# Items from a dataset:
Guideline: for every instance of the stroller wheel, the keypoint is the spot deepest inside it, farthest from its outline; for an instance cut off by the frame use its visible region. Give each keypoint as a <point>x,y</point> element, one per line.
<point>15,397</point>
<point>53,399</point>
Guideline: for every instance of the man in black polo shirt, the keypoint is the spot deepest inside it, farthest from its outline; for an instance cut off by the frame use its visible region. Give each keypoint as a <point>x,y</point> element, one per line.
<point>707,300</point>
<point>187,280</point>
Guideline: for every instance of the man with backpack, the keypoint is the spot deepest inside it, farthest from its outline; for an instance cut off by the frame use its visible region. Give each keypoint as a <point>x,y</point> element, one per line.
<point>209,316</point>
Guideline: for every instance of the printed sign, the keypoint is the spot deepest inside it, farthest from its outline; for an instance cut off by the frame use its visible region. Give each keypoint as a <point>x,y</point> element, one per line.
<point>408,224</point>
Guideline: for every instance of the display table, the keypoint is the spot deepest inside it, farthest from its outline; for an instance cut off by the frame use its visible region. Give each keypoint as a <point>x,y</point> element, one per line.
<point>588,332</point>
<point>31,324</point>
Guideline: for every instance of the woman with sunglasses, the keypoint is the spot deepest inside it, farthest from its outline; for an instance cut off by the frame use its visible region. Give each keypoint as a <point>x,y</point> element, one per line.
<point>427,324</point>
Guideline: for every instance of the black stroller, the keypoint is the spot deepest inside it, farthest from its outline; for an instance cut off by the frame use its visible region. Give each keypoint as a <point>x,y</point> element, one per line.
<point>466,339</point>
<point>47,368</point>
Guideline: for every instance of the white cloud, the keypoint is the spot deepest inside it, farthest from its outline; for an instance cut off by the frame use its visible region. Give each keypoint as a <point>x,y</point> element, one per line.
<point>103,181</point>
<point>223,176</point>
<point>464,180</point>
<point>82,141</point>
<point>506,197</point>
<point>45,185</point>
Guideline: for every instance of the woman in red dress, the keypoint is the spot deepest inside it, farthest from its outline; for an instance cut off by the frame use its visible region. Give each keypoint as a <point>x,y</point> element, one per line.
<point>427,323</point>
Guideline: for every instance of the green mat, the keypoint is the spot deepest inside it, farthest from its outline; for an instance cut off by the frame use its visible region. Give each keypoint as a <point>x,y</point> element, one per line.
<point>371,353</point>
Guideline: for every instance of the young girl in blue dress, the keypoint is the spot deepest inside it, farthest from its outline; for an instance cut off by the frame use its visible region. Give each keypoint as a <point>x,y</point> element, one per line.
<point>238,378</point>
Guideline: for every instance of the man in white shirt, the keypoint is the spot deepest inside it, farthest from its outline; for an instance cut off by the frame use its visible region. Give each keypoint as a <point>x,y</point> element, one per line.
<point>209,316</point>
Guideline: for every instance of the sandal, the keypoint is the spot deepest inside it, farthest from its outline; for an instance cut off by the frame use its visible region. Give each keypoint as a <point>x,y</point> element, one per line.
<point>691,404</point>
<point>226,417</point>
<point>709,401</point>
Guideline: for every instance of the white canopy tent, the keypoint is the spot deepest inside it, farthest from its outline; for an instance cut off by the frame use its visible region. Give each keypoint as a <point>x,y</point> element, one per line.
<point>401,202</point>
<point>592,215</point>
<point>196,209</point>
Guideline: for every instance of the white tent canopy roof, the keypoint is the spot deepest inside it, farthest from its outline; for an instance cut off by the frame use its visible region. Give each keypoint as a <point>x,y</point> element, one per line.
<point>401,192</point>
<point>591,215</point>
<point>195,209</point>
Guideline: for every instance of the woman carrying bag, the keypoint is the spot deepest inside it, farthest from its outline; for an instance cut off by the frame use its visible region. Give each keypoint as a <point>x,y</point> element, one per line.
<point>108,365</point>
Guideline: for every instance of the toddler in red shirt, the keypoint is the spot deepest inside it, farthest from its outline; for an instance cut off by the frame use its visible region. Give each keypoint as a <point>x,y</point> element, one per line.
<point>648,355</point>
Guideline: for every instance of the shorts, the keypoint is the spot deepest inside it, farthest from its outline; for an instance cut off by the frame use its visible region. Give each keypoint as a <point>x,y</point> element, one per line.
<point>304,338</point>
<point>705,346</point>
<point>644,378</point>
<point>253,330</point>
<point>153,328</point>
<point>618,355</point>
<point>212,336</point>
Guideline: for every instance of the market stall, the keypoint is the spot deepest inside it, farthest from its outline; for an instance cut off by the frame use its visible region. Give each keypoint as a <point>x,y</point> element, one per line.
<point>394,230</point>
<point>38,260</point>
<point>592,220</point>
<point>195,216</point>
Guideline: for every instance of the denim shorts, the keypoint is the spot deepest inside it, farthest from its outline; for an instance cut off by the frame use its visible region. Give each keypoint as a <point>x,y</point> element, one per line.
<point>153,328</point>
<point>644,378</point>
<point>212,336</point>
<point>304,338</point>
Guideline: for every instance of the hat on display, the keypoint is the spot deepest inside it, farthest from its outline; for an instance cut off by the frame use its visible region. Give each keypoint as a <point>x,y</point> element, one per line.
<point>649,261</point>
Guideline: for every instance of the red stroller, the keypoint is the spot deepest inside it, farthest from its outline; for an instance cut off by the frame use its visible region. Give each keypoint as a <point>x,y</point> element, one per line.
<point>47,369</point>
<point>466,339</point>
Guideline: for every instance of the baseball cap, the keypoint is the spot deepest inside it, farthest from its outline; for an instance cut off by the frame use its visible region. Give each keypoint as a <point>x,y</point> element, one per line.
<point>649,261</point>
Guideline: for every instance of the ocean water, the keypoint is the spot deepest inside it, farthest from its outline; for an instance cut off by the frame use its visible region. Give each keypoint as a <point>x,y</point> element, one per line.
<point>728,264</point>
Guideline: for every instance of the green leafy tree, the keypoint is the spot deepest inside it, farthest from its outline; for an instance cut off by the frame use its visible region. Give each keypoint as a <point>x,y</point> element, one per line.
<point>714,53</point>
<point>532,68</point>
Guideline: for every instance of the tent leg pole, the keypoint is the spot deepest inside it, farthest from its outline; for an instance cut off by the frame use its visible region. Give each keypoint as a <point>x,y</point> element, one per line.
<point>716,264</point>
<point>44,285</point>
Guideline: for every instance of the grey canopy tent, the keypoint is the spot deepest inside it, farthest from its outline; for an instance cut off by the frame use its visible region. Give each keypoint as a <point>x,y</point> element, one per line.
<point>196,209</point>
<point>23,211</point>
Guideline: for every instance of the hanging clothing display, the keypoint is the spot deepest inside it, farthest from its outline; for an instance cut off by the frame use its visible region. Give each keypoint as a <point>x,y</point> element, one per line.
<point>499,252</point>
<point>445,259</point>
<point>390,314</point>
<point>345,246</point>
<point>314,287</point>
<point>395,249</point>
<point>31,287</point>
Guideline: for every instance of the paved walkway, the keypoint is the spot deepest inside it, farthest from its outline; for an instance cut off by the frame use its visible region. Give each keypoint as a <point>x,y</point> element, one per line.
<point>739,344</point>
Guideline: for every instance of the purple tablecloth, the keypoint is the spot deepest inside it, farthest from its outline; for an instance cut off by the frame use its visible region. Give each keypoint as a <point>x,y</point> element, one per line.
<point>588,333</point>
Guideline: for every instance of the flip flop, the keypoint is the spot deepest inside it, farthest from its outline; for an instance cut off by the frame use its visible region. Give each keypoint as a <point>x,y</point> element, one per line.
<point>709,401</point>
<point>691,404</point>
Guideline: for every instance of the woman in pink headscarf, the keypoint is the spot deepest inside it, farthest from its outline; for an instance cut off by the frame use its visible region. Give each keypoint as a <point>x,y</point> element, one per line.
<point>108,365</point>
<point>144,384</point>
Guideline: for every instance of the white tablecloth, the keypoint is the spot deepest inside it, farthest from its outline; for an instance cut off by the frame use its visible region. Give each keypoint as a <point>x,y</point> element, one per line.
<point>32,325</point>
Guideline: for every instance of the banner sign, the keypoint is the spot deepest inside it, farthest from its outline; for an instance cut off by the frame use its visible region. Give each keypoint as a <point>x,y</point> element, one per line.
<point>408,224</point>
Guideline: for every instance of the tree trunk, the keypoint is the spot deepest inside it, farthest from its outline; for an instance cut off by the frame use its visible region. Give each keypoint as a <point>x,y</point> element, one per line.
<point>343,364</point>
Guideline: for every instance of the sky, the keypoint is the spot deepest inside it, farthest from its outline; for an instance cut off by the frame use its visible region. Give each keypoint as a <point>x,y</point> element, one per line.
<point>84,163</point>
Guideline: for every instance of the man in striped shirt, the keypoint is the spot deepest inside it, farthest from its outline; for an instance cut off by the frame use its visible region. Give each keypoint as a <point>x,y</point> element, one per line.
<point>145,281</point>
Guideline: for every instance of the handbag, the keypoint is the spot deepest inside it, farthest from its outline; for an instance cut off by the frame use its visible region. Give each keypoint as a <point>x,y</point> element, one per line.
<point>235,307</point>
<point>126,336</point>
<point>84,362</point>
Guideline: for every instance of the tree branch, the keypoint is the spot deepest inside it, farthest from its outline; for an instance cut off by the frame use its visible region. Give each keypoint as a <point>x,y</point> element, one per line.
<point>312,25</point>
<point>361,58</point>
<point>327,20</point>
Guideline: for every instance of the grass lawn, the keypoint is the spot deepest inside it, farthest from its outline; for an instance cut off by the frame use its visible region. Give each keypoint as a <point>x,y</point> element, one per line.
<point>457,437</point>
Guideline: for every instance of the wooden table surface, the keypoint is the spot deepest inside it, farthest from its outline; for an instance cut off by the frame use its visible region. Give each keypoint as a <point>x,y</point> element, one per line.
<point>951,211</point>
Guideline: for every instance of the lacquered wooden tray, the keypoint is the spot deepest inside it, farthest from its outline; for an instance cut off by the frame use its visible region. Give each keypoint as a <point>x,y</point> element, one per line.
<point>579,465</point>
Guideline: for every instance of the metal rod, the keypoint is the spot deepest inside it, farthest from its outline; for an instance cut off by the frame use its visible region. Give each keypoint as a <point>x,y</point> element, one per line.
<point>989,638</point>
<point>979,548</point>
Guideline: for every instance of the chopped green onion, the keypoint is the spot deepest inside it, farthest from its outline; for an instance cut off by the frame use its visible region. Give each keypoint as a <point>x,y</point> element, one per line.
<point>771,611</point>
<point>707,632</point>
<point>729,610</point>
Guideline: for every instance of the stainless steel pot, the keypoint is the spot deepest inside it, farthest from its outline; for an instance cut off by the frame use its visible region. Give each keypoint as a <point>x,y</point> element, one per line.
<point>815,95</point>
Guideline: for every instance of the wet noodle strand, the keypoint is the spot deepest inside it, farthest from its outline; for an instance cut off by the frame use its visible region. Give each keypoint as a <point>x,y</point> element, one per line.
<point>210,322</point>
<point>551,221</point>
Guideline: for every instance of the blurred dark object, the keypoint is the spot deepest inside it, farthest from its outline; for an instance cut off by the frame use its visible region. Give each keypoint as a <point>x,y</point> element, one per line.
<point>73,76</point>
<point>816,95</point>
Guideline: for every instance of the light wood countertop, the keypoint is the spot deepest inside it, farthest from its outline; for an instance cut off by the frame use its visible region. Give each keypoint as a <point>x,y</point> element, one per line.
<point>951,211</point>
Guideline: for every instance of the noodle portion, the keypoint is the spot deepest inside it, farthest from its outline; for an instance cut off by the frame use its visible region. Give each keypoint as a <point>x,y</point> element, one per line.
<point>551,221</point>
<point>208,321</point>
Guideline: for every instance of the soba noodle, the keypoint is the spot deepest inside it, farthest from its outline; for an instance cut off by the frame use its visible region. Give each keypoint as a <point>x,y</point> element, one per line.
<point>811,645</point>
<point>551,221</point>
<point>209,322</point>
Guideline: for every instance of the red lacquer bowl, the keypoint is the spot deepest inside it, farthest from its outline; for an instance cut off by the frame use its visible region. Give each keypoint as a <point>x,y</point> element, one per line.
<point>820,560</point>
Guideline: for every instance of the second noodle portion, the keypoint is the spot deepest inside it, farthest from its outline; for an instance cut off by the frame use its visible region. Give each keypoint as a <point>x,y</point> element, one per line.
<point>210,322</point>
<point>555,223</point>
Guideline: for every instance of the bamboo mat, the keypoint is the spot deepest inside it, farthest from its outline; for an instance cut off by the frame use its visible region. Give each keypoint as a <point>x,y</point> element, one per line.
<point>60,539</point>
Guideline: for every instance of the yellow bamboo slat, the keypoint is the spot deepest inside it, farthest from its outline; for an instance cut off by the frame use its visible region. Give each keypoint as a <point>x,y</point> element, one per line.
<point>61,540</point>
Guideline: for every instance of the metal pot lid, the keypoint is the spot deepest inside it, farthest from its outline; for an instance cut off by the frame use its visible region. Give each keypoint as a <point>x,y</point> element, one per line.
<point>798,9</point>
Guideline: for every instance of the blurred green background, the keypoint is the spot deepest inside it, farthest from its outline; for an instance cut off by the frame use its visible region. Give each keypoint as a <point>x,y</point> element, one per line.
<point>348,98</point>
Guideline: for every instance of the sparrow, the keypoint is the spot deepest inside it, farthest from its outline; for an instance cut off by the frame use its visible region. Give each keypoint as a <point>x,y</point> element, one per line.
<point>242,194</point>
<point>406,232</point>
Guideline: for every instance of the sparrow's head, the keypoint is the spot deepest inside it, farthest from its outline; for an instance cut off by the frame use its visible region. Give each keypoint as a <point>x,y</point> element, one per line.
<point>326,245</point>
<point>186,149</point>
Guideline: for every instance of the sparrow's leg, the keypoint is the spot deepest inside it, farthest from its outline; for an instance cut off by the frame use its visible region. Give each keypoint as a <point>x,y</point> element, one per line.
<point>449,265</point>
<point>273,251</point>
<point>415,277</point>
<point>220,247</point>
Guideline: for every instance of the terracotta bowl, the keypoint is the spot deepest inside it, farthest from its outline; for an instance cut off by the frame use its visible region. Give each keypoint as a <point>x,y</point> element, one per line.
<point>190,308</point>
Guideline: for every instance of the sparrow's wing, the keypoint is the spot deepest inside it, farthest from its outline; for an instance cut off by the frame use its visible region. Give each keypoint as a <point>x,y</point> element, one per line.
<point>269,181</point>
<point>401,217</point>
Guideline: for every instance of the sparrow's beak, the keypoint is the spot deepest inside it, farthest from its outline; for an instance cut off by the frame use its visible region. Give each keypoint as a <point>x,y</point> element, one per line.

# GIVEN INSTRUCTION:
Extract the lines from the start of the records through the line containing "<point>31,324</point>", including that line, and reproduce them without any changes.

# WORKED ANSWER:
Guideline: for every instance of the stroller wheel, the keypoint is the spot deepest inside it, farthest from its outline; for an instance cut off by the frame use its visible region. Give each keypoint as a <point>x,y</point> element, one per line.
<point>15,397</point>
<point>53,399</point>
Guideline: for every instance of the man in black polo shirt, the keypoint is the spot deepest inside it, farthest from its outline; for an instance cut off by the frame use its visible region. Give each keypoint as a <point>x,y</point> element, one per line.
<point>707,300</point>
<point>187,280</point>
Guideline: for every instance of the man with backpack, the keypoint is the spot deepest inside it, farthest from its outline; for an instance cut off by the frame use its visible region. Give each keypoint as a <point>x,y</point> element, one per line.
<point>209,316</point>
Guideline: for every instance of the printed sign, the keypoint is the spot deepest inside it, farthest from its outline; for an instance cut off by the frame use its visible region. Give each keypoint as a <point>x,y</point> element, one per line.
<point>408,224</point>
Guideline: for every instance of the display table, the keypoint is the spot deepest inside it, farthest from its outline; for an instance cut off by the frame use its visible region. Give each keypoint as a <point>x,y</point> element, one per line.
<point>588,332</point>
<point>31,324</point>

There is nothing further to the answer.